STATED GOAL
Copy the data below verbatim and leave out the pictures.

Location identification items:
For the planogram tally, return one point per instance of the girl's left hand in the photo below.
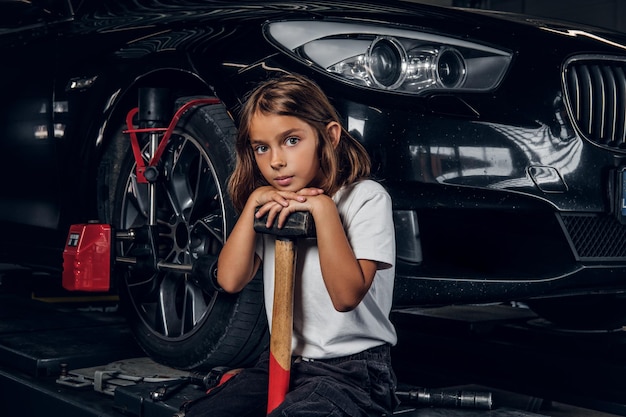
(279, 213)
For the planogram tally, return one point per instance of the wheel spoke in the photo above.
(167, 318)
(190, 217)
(182, 168)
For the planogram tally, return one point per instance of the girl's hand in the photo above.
(282, 203)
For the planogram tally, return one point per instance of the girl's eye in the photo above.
(292, 141)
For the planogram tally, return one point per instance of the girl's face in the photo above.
(285, 150)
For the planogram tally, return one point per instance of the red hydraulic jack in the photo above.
(87, 259)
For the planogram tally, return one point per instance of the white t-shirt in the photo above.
(320, 331)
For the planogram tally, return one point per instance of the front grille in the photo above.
(595, 91)
(595, 237)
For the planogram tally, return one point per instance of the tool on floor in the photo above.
(447, 398)
(298, 225)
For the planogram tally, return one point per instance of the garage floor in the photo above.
(47, 348)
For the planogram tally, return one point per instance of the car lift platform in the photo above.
(84, 362)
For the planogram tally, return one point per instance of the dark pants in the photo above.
(358, 385)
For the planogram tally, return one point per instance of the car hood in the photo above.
(508, 30)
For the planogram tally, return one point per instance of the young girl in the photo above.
(294, 155)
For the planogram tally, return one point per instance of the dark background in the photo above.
(606, 13)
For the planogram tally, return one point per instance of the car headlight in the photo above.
(392, 59)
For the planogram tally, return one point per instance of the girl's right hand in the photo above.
(272, 201)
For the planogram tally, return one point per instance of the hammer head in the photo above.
(299, 224)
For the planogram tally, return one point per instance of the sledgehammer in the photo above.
(298, 224)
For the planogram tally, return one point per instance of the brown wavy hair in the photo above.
(294, 95)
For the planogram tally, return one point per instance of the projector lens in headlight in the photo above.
(450, 68)
(386, 59)
(392, 58)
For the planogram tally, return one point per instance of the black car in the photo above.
(501, 138)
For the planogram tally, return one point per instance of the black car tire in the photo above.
(174, 321)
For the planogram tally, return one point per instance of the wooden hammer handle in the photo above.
(282, 322)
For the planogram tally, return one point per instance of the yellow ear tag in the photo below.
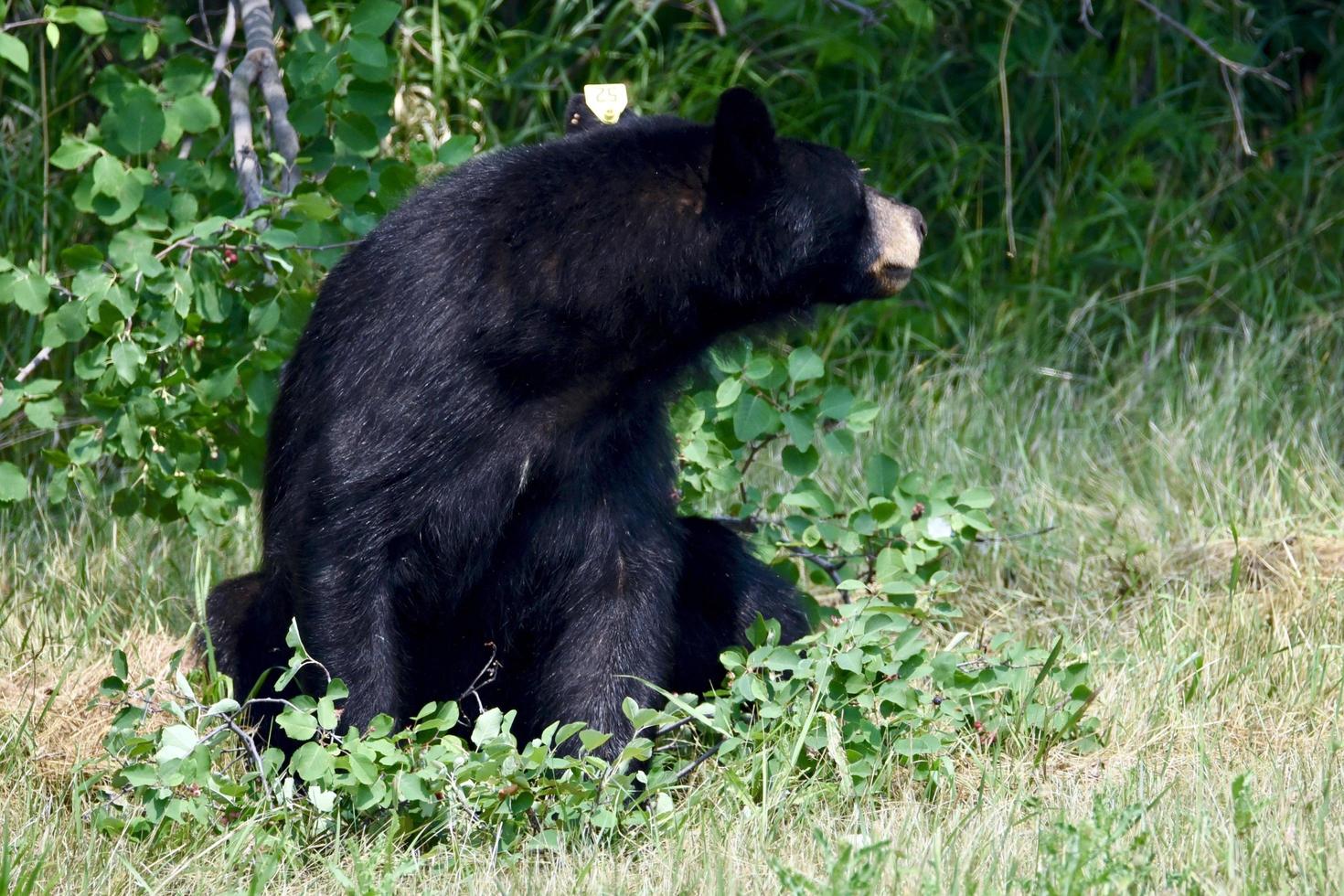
(606, 101)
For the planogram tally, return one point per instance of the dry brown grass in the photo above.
(50, 703)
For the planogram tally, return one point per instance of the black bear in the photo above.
(471, 453)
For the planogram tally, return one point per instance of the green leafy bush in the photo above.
(869, 699)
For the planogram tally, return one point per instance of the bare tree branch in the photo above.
(1235, 68)
(260, 68)
(299, 12)
(26, 371)
(226, 40)
(1085, 17)
(1224, 65)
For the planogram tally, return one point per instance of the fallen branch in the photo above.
(1224, 65)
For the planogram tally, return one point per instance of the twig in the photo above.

COMPLETE RESPONSE
For the planogram tally, return one point per instance of the girl's left hand in the photo below.
(279, 213)
For the planogram tally, return one point per instance of the wheel spoke in the photo above.
(167, 318)
(190, 217)
(182, 168)
For the planogram tally, return one point per instance of the girl's hand in the photo above.
(282, 203)
For the planogram tally, return one point per instance of the girl's eye in the photo above.
(292, 141)
For the planogram tally, return one point per instance of the girl's face in the photo above.
(285, 150)
For the planogram tally, return one point per instance of the red hydraulic jack in the photo above.
(87, 259)
For the planogram tally, return one point per instance of the white t-shirt in the photo above.
(320, 331)
For the planogram tally, return one point per instance of the front grille in the photo above.
(595, 91)
(595, 237)
For the planogram tally, return one point per instance of the tool on floor in the photo above.
(447, 398)
(298, 225)
For the planogram tally, return one point per instance of the garage floor in the photo above.
(47, 348)
For the planogram tally, return one point per instance of the car lift platform in the photo above.
(84, 362)
For the planogram tally, return one point per instance of the dark pants in the photo above.
(358, 385)
For the planogram tally, return one point per instance of the car hood in the photo above.
(508, 30)
For the planogram tally, return one point per instance of the young girl in the photo above.
(294, 155)
For the planogram tally, return one point per instance of the dark background in the photo above.
(606, 13)
For the planogram tally, return one point per instance of the car headlight in the photo above.
(392, 59)
For the planogram tally, return one point per instance of the girl's right hand in the photo above.
(272, 201)
For the planogram tally, return one point per instance of the hammer head in the photo above.
(299, 224)
For the planogram tally, return one point per instance of the sledgehammer in the photo above.
(298, 224)
For the planogram tally, return one point per instance of the brown wavy hair in the photo above.
(294, 95)
For the planogram tally, return one point per instance of the projector lens in headlight in the photo above.
(450, 68)
(386, 59)
(392, 58)
For the planogram tally, return one point per instance of the black car in the photo above.
(501, 138)
For the planogram tally, return one point per instance of the black car tire in the photo above.
(174, 321)
For the planogram tally, return one point per instance of the wooden hammer handle in the photo above.
(282, 322)
For the planogram tally, return one point per instance of the yellow ear tag in the photo below.
(606, 101)
For the planogram tally, return one point per instance of the dry brown grass in the photo above.
(50, 703)
For the planogram tally, return one point per instance of the black bear in the photo above.
(471, 453)
For the planogram tally, return one point per instance of the green leafy bush in the photo above.
(869, 699)
For the planogram tally, return one point per instance of the bare tree branch in the photo above.
(1235, 68)
(260, 68)
(299, 12)
(26, 371)
(226, 40)
(1085, 17)
(1224, 65)
For the planogram tally, return one point per instance of the fallen branch in the photo above.
(1224, 65)
For the planogram tally, return one point per instance of the twig in the photo above.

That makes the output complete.